*EXERCISE SET:*
**A)** Could you reproduce the passage about the family home word for word, starting with "Over the next" and going on through "of our situation."?
**B)** Can you resume the passage about the family home from the point where it stops?

*PROVIDED PASSAGE:*

In many ways my mother’s house was the defining symbol of her life. It represented the choices she made – good and bad – and it represented the finest aspects of her character.
She bought it with my father when my brother was seven and I was four. It was a shabby brick construction smattered with old wooden shelving that had been flung at the walls and menacing-patterned carpets that whispered of another time. It was dark, sternly decorated and rather ugly.
Over the next three years, before their marriage shattered against the rocks, in his brief bouts of sobriety my father made furniture that transformed the house. One of my resounding childhood memories of my mother is her painting: doors, walls and ceilings. Everything was made fresh again by her determination and a few dozen litres of Dulux. Slowly, the house began to change and brighten. It became homely. We never had any money, so the project of reviving No 8, as we affectionately called it, would last nearly 30 years. It ended about a month ago, when we sold the house.
We didn’t want to. After my mother received a terminal diagnosis last June, we sat down together – my mother, my brother and me – and discussed the horrible reality of our situation.
Pool of debt
When my father left, my mother was plunged into a pool of debt that was not of her own creation. At seven I was oblivious to the extent of her difficulties, but we came very close to losing No 8. Only by remortgaging and extending the duration of repayment could she keep it. I remember the horror I felt as a teenager when I learned of the enormous commitment my mother had made to keep our house.

*GIVEN DATA:*
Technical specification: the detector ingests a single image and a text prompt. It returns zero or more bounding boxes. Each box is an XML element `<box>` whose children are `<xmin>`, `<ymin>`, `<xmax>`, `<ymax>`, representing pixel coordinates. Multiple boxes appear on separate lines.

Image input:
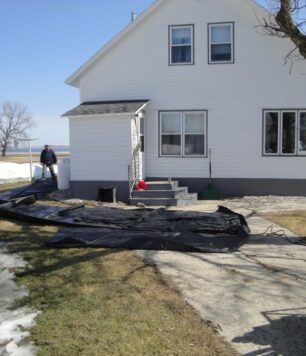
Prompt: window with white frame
<box><xmin>160</xmin><ymin>111</ymin><xmax>207</xmax><ymax>157</ymax></box>
<box><xmin>263</xmin><ymin>110</ymin><xmax>306</xmax><ymax>156</ymax></box>
<box><xmin>169</xmin><ymin>25</ymin><xmax>194</xmax><ymax>65</ymax></box>
<box><xmin>208</xmin><ymin>22</ymin><xmax>234</xmax><ymax>63</ymax></box>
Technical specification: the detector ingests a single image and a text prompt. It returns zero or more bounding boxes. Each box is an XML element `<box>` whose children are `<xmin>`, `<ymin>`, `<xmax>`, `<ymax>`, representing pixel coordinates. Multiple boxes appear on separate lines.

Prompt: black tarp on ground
<box><xmin>0</xmin><ymin>197</ymin><xmax>250</xmax><ymax>252</ymax></box>
<box><xmin>46</xmin><ymin>228</ymin><xmax>248</xmax><ymax>253</ymax></box>
<box><xmin>0</xmin><ymin>179</ymin><xmax>57</xmax><ymax>203</ymax></box>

*ANSWERS FOR EACH ITEM:*
**A)**
Over the next three years, before their marriage shattered against the rocks, in his brief bouts of sobriety my father made furniture that transformed the house. One of my resounding childhood memories of my mother is her painting: doors, walls and ceilings. Everything was made fresh again by her determination and a few dozen litres of Dulux. Slowly, the house began to change and brighten. It became homely. We never had any money, so the project of reviving No 8, as we affectionately called it, would last nearly 30 years. It ended about a month ago, when we sold the house.
We didn’t want to. After my mother received a terminal diagnosis last June, we sat down together – my mother, my brother and me – and discussed the horrible reality of our situation.

**B)**
When they told us she had 12 months to live, there were just six years left on that mortgage. Since pancreatic cancer tends to interfere with daily routine, she could no longer work. We looked at all the options, and none of them proffered a feasible solution that involved keeping the house she had worked decades to pay off. Within view of the finishing line, when the house was nearly hers and hers alone after all that work, we had to let it go. Just over four weeks ago, the sale closed.
There wasn’t time to mourn our home. In a flurry that returns to my mind only as a baffled, contorted half-memory, its contents were packed up and carted away. Instead of going through my childhood room with tear-filled eyes, wrestling over which tatty souvenirs of my formative years to keep, I tossed the diaries, the dusty stuffed animals torn and limbless from a childhood of love, and the general junk into black bags. The books went to charity shops. There was time and space only to keep a few photos. There wasn’t room for sentiment. Things moved on.
Place of safety and peace
We have all been adjusting to the realities of my mother’s declining health. Only this week I’ve had the time to think again about No 8. A strange, disjointed feeling rises underneath my skin at random moments. It’s close to panic. It seems almost impossible that in just under five months – since the day my mother was diagnosed with terminal cancer – we have lost our home.
It’s just a building, I hear you say. But it is something more than that. My mother turned it into a place of safety and peace. She worked two jobs six days a week for years to pay a mortgage of which she should only ever have had to pay half. The injustice of that would make me angry if I let it.
The house was integral to our experience as a family. It was the place to which my brother and I could always return, and there she would be, giving out that this visit – like all the others – wouldn’t be long enough, grasping us in a hug. “Welcome home,” she’d say. “I’m so happy to see you.”
Now, I’m sitting next to her bed – not her bed, a hospital bed – as she sleeps. Our home is gone, and gone too is the energy and force of spirit that propelled her through so much hardship. Sometimes it is impossible not to sit and contemplate what you have lost.